* START GIVEN INFORMATION *
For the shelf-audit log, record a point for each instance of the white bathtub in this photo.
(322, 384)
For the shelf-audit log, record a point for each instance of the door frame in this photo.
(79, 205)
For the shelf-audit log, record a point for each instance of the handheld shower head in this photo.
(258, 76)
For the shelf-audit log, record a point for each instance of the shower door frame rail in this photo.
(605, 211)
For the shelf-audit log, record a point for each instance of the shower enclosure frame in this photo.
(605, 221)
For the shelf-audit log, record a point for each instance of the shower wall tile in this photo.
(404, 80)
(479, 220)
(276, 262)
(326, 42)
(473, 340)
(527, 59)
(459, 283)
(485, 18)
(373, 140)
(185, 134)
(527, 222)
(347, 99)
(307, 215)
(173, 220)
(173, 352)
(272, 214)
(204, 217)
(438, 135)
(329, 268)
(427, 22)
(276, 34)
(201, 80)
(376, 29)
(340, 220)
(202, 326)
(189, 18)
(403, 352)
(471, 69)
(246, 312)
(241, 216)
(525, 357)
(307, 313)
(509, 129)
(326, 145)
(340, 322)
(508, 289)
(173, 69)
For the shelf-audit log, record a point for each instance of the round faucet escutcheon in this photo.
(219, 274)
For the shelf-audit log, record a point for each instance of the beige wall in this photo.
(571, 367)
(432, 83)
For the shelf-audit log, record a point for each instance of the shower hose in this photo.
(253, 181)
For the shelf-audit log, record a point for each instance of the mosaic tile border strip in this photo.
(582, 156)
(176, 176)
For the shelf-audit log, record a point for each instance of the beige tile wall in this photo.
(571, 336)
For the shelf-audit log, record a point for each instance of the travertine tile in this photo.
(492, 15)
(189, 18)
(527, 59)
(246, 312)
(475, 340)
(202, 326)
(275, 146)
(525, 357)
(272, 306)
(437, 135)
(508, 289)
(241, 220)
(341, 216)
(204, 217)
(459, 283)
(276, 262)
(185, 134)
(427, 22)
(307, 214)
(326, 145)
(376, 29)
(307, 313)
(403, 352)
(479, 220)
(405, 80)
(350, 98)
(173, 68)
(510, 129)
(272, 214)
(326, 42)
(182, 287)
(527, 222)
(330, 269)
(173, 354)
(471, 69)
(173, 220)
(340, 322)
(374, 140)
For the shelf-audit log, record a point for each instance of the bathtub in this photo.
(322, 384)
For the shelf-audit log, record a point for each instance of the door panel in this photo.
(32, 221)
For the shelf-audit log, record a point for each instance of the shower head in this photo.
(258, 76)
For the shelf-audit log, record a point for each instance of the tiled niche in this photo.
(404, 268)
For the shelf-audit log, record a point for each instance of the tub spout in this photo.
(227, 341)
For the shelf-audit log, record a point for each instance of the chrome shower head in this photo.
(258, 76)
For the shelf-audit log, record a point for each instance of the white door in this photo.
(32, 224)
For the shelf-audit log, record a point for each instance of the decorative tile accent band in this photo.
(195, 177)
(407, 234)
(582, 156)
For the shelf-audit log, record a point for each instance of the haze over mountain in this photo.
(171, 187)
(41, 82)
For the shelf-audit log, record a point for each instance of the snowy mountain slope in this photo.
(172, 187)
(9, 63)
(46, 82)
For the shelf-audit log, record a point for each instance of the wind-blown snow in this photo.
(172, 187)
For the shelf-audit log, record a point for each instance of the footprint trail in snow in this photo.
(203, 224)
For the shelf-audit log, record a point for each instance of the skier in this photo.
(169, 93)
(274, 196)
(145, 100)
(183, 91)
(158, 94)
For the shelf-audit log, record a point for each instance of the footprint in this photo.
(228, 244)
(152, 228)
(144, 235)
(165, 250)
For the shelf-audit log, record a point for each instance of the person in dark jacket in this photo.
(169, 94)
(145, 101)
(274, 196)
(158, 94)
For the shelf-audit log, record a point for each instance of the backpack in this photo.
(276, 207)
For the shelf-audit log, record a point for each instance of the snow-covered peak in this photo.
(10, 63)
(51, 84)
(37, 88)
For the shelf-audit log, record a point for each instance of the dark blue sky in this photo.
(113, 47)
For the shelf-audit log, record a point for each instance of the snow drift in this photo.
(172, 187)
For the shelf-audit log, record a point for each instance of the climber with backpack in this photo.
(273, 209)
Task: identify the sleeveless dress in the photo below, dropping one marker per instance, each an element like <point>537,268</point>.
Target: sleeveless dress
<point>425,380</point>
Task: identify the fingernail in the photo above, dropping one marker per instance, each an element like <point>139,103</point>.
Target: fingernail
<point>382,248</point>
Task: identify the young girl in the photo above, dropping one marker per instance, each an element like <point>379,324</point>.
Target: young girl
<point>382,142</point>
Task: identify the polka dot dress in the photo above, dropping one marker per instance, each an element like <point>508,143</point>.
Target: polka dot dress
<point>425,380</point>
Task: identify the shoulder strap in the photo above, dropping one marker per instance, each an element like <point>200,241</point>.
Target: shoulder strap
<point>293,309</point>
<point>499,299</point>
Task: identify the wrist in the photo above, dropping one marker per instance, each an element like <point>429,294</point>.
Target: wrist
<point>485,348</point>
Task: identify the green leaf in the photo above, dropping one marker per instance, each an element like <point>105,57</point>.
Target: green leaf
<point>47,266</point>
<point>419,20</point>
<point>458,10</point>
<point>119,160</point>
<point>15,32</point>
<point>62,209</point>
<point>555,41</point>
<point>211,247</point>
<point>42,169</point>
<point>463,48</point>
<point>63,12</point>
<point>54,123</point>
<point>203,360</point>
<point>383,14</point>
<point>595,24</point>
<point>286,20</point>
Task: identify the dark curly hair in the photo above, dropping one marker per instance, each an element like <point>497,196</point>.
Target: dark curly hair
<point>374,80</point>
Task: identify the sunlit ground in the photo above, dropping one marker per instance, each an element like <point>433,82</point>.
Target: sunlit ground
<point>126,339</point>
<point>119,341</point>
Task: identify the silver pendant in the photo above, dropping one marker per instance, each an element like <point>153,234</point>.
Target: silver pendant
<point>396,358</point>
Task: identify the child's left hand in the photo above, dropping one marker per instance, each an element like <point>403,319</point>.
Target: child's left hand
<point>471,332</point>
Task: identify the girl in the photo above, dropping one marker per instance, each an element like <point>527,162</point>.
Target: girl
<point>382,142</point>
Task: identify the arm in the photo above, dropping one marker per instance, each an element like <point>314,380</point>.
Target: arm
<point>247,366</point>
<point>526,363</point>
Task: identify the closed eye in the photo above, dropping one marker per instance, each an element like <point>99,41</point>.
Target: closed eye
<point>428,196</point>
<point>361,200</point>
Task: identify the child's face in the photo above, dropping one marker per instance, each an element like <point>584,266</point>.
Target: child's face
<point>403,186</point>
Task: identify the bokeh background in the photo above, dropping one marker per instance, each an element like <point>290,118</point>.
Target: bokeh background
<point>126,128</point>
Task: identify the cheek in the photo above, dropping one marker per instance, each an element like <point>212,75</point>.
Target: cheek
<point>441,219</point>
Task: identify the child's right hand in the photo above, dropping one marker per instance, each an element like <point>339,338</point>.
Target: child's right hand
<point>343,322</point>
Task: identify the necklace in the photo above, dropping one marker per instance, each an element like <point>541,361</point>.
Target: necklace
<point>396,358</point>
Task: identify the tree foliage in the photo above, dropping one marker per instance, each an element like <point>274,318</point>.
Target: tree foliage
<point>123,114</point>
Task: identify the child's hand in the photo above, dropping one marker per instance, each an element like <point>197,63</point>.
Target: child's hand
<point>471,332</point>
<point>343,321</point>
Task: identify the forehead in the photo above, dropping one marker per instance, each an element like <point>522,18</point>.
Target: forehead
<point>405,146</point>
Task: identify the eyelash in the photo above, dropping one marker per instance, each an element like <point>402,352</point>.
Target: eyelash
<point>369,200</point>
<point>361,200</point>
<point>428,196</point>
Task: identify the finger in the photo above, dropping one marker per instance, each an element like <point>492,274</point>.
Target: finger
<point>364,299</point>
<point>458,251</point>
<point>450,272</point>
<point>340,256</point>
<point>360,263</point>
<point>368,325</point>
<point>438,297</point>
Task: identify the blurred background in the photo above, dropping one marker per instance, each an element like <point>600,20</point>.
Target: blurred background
* END GIVEN INFORMATION *
- **WORK INSTRUCTIONS**
Reproduce the data word for word, from the line with "Task: identify the finger in" through the end of the data, both ends included.

- **COMPLETE ANSWER**
Task: identify the finger in the photo above, dropping one marker per instance, each an element like <point>492,274</point>.
Target: finger
<point>364,299</point>
<point>458,251</point>
<point>450,272</point>
<point>340,256</point>
<point>360,263</point>
<point>368,325</point>
<point>438,297</point>
Task: identify the blurred background in the photo above, dropping one marker per instance, each an element like <point>600,20</point>.
Target: blurred background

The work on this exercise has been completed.